GOAL OF THE EXERCISE — Each entry should be repeated exactly. Its pictures should not be.

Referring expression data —
= = = =

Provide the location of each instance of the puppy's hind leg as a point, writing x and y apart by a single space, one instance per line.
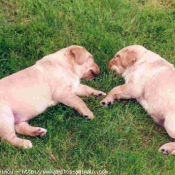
7 131
25 129
169 124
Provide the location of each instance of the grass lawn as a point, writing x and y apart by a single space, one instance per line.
122 139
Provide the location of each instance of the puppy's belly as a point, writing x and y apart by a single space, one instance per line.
27 111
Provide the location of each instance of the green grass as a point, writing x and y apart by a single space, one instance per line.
122 139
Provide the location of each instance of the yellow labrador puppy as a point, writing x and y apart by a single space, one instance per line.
53 79
149 79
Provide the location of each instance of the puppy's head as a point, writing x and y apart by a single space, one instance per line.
83 61
126 58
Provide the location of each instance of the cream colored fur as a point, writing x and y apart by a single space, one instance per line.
53 79
149 79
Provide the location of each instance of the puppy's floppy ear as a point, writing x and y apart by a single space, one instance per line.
78 54
127 58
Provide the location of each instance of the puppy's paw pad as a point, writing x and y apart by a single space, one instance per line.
40 132
27 144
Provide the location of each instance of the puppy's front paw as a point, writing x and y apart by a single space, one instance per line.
107 101
98 94
88 115
40 132
26 144
168 148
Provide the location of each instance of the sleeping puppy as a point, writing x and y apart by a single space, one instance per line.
53 79
149 79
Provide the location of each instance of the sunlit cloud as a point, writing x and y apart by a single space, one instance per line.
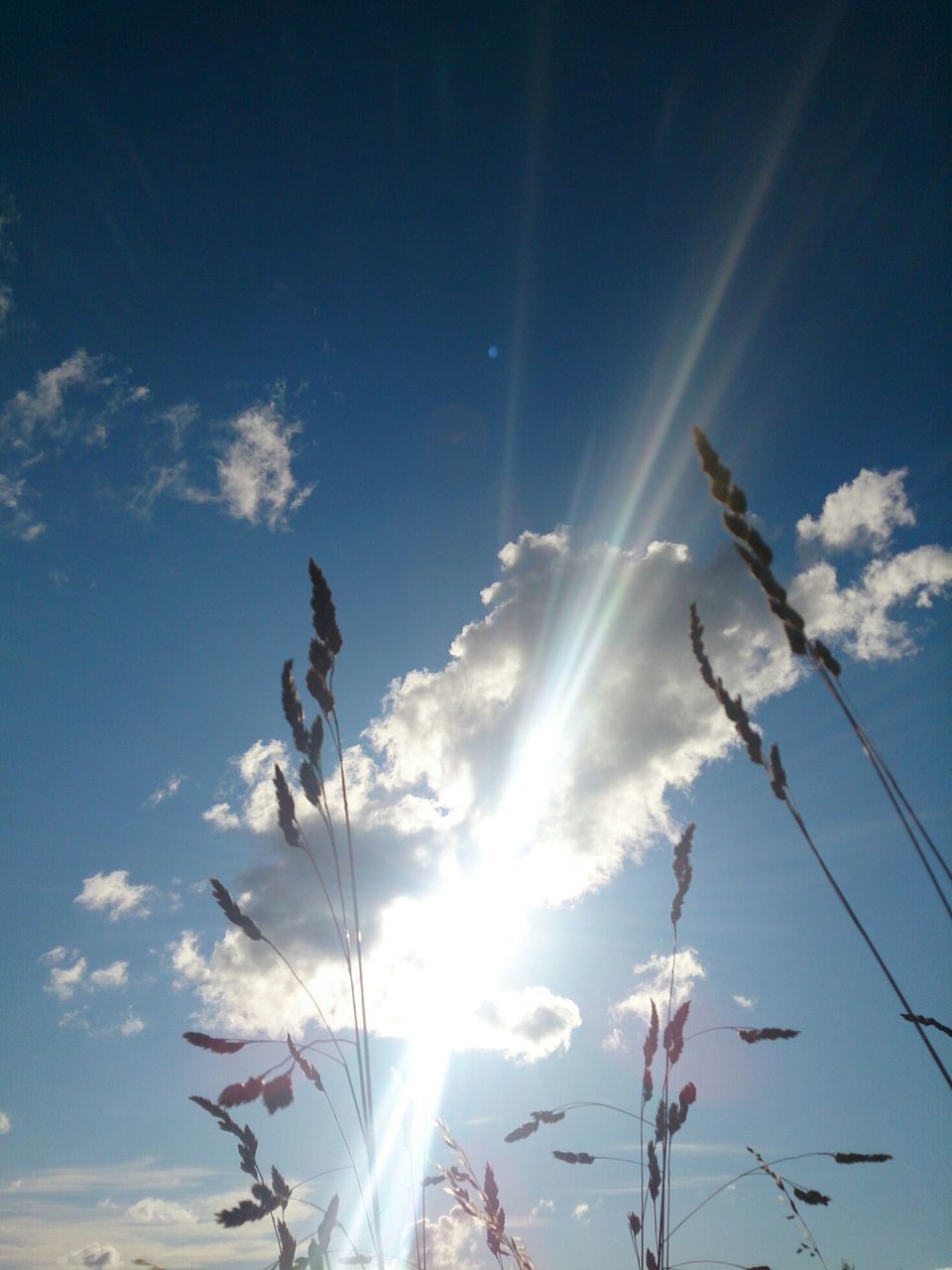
63 980
111 975
521 775
861 513
159 1210
116 893
254 475
221 817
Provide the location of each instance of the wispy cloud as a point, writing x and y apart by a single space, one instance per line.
159 1210
521 775
655 980
116 893
63 982
169 789
254 475
861 513
114 975
77 400
96 1256
126 1206
255 481
17 515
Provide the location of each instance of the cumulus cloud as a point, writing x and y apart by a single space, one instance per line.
63 982
615 1042
17 515
255 481
452 1242
79 399
116 893
522 774
862 513
860 616
655 982
221 817
159 1211
114 975
95 1256
168 790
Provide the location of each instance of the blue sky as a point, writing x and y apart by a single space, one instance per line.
434 295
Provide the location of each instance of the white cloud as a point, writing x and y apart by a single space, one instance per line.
63 982
79 399
18 520
168 790
44 408
116 893
95 1256
114 975
861 513
254 476
159 1211
860 616
453 1242
221 817
655 983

= = = =

RESULT OF THIS TASK —
Provide the location of each instance of the puppy's hind leg as a point, writing x and y apart by a single space, one instance per line.
7 131
25 129
169 124
Provide the location of each instance of the grass lawn as a point, writing x and y apart by a single space, one instance per line.
122 139
Provide the location of each instance of the puppy's belly as a point, writing x and y apart by a single space, one instance per line.
27 111
Provide the location of each instance of the green grass as a point, writing x and y apart by a single space, one instance per line.
122 139
Provide the location of each instance of the yellow labrador puppy as a point, writing x and y apart by a single space, one instance per line.
53 79
149 79
Provide the location of each instance of the puppy's head as a point, writing x and y apart by a single space, one instance per line.
83 61
126 58
Provide the location of each instance of the cream colored fur as a point, writing x and y apart by a single space, one instance per line.
53 79
149 79
Provide the location of each instance of the puppy's floppy ear as a point, writing x and y apart by a single space, one instance per line.
78 54
127 58
Provide the location of each instance of the puppy's paw pad as a point, writing x and y apart by a single space, one instance per line.
40 132
27 144
Provide the location of each instance of the puppy's front paw as a point, writing x and y apart by a single space, one instance per line.
107 101
98 94
88 115
40 132
26 144
168 148
Provide the location of each instance of the sleeping puppy as a point, writing x and y apart by a single space, one instance per line.
53 79
149 79
Provide the location of each instance of the sunlit cloud as a point, writing x and y apart by a single space, one instance per line.
63 980
111 975
521 775
861 513
159 1210
116 893
254 475
221 817
Provide the location of each instance of the wispy cloud as a point, writing x and y apart by a single space, one instance per line.
159 1210
521 775
655 980
116 893
63 982
169 789
254 475
861 513
114 975
77 400
96 1256
126 1206
255 481
17 515
Provide the location of each instance of the cumulus cloud as a point, writing x and y apart by a single space, one instance per line.
63 982
615 1042
17 515
255 481
452 1242
79 399
116 893
522 774
862 513
860 616
655 982
221 817
159 1211
114 975
95 1256
168 790
Provide the location of each instance of the blue sky as a point, writing x and y apart by a single space, one instance per line.
434 295
Provide the location of each instance of the white cloud as a point, writing x and y apart by a single space, one instance per line.
63 982
79 399
18 520
168 790
44 408
116 893
95 1256
114 975
861 513
254 476
159 1211
860 616
453 1242
221 817
655 983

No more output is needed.